Passage provided START

Gold futures finished with a 2nd straight gain, as economic uncertainty 7 banking sector worries lifted haven demand for the precious metal.  Gold prices then slipped in electronic trading in the minutes after the Federal Reserve's latest decision to raise interest rates.  Gold for Jun tacked on $13 (0.7%) to settle at $2037 per ounce.  The Fed decision came after the day's settlement, paring some of the day's gains to bring prices to $2034 shortly after the announcement.  Gold futures finished higher with the trading session focused on the Fed's announcement, which came after the Comex settlement.  A ½-hour after the Comex gold settlement, the Fed announced an increase of a qtr percentage point in its key interest rate to 5.00-5.25%.  The central bank also reworked the language in its statement to scrap prior language that “some” additional hikes “may” be needed.  The language accompanying the increase seems to indicate the Fed was more-likely-than-not to pause increases & gauge the cumulative effect of past hikes, including their effect on the banking system.

Gold settles higher, then moves lower after Fed rate-hike decision

Oil futures declined, with US prices settling below $70 a barrel at their lowest level in over 6 weeks.  Oil has continued to slide as the rising prospect of a US economic slowdown raises concerns over future demand.  The banking crisis is likely to trigger a tightening of credit conditions, which could also constrain economic activity.  Jun West Texas Intermediate crude fell $3.06 (4.3%) to settle at $68.60 a barrel.  That was the lowest finish for a front-month contract since Mar 20.

U.S. Oil Futures Settle at Their Lowest in More Than 6 Weeks

The future of interest rate hikes continue to be unsettled.  It will depend how the economy performs & if high inflation shows improvement.  The low prces for oil suggests a recession is coming & soon.

Passage provided END

### Task to carry out:
Answer from the market report:
1. At what price per ounce did June gold settle?
2. To what range did the Fed raise its key interest rate?
3. At what price per barrel did June West Texas Intermediate crude settle?

Recorded information START

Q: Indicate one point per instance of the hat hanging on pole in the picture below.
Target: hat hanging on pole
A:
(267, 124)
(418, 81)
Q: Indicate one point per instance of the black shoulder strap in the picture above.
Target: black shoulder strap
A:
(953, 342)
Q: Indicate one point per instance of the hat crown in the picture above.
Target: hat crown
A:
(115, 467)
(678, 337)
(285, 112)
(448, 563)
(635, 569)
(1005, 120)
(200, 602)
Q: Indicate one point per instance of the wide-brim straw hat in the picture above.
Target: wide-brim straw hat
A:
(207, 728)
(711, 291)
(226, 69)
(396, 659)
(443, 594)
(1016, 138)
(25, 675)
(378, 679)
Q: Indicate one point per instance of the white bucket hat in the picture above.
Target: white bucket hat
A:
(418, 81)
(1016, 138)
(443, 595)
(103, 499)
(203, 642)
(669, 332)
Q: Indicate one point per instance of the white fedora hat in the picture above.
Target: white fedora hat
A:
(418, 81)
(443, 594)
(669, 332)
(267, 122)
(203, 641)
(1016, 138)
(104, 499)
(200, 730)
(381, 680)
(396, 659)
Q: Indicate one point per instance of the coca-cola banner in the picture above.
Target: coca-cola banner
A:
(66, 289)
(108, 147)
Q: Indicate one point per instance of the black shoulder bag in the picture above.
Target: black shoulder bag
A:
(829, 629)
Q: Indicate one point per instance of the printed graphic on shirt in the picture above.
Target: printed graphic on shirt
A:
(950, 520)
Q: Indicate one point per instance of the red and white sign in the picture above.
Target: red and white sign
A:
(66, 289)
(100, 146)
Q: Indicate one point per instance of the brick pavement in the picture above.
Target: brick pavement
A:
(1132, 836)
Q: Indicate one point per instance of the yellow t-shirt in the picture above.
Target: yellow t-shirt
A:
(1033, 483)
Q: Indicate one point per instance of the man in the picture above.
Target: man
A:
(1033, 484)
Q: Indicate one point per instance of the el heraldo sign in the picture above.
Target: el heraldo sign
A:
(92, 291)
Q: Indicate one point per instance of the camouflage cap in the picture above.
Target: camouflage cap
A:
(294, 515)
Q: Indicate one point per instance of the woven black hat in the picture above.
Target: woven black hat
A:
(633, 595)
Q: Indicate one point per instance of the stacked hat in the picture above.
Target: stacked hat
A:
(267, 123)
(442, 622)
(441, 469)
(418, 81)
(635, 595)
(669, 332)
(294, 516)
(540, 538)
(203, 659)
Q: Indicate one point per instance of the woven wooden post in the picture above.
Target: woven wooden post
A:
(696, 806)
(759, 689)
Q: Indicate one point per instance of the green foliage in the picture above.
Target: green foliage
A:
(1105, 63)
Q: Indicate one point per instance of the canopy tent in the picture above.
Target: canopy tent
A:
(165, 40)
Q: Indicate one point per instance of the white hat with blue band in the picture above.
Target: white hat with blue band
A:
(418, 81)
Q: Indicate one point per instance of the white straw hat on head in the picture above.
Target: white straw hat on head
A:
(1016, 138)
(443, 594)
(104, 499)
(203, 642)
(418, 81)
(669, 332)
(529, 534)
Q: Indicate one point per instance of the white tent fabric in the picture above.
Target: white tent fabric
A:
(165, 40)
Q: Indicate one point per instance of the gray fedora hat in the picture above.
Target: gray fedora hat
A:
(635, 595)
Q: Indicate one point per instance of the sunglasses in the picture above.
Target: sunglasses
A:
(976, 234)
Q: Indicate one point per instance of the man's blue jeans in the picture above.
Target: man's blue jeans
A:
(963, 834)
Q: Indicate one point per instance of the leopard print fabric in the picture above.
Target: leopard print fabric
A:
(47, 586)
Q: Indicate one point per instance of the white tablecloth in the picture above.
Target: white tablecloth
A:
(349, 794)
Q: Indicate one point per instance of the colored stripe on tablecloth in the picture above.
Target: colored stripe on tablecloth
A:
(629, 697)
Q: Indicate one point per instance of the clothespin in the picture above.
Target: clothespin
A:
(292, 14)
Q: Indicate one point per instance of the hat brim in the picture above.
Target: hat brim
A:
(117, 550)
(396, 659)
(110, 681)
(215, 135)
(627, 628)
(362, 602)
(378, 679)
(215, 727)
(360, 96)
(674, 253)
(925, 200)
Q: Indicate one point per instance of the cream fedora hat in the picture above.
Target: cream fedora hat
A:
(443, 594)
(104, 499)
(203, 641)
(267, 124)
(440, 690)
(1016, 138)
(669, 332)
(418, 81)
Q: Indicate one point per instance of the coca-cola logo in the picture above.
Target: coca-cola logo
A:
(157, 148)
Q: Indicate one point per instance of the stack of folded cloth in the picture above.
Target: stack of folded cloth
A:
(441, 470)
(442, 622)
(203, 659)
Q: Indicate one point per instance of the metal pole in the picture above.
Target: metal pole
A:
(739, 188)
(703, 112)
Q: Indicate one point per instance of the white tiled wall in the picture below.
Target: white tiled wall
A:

Recorded information END

### Written response:
1. $2037
2. 5.00-5.25%
3. $68.60